TASK: Return every line of the material below that contains the word "dress".
_ _ _ _ _ _ _
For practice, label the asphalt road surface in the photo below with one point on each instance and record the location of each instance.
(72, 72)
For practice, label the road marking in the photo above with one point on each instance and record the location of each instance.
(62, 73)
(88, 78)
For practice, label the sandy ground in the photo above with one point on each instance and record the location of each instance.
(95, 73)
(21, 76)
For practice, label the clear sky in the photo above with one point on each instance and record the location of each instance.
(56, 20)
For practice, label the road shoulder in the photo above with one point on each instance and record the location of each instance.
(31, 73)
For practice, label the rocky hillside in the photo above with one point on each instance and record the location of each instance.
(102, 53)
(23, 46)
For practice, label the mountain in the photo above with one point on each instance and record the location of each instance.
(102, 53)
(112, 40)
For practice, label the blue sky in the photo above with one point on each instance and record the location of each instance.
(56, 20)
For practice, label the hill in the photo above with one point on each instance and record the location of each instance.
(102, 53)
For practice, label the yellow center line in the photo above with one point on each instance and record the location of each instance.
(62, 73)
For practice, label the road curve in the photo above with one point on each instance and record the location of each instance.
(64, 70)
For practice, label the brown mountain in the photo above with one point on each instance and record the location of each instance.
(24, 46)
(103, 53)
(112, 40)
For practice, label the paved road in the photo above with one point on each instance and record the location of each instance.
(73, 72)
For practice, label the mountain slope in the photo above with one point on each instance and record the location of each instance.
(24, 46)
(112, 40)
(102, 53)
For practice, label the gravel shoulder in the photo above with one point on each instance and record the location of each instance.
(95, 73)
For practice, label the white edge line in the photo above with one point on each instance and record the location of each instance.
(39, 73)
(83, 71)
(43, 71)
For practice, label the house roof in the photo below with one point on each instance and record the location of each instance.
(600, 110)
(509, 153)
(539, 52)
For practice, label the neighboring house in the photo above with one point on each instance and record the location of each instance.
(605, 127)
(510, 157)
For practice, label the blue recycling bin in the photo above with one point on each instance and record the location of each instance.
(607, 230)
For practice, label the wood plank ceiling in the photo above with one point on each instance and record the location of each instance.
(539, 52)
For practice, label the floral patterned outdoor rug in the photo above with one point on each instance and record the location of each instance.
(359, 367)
_ _ _ _ _ _ _
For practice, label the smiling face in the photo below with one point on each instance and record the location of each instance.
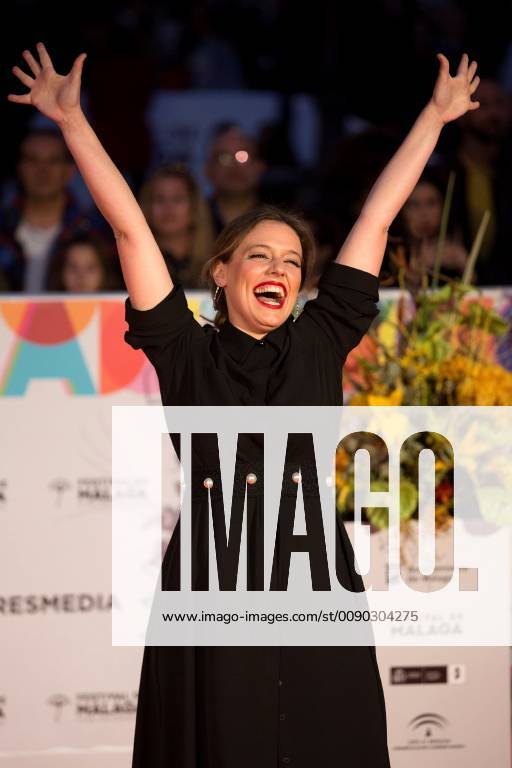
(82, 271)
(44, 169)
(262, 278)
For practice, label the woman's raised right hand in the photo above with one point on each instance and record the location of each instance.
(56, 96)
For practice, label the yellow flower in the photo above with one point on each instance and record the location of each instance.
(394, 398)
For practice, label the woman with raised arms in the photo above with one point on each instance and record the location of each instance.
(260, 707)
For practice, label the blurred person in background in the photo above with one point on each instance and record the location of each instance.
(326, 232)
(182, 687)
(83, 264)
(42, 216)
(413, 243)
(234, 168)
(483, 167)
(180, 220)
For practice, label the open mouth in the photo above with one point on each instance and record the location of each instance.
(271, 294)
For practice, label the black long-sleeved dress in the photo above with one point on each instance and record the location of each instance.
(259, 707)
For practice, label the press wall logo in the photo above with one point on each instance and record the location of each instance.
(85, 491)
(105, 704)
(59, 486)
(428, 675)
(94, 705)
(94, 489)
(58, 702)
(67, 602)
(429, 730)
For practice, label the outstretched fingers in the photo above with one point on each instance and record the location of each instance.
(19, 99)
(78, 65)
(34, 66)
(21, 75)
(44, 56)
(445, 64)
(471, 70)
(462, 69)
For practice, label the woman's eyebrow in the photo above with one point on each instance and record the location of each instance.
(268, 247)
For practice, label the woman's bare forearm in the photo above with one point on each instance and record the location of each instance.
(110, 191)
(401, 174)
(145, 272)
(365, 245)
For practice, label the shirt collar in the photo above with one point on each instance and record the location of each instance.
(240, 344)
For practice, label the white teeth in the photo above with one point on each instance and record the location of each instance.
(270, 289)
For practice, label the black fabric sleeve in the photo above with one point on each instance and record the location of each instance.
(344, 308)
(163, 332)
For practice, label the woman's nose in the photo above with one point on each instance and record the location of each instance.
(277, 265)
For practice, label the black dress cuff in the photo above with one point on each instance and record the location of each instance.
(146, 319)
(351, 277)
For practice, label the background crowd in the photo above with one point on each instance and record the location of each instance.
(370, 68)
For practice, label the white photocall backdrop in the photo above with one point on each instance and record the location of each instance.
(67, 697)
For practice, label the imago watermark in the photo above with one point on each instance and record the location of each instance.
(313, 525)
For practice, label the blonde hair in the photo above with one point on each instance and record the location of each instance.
_ _ _ _ _ _ _
SOLUTION TO THIS EXERCISE:
For practice, label the black long-sleeved dress in the photo above with one point on each instance and record the location of each instance.
For practice, label the black dress cuff in the photo above with one point on each instance and record the location of each instance.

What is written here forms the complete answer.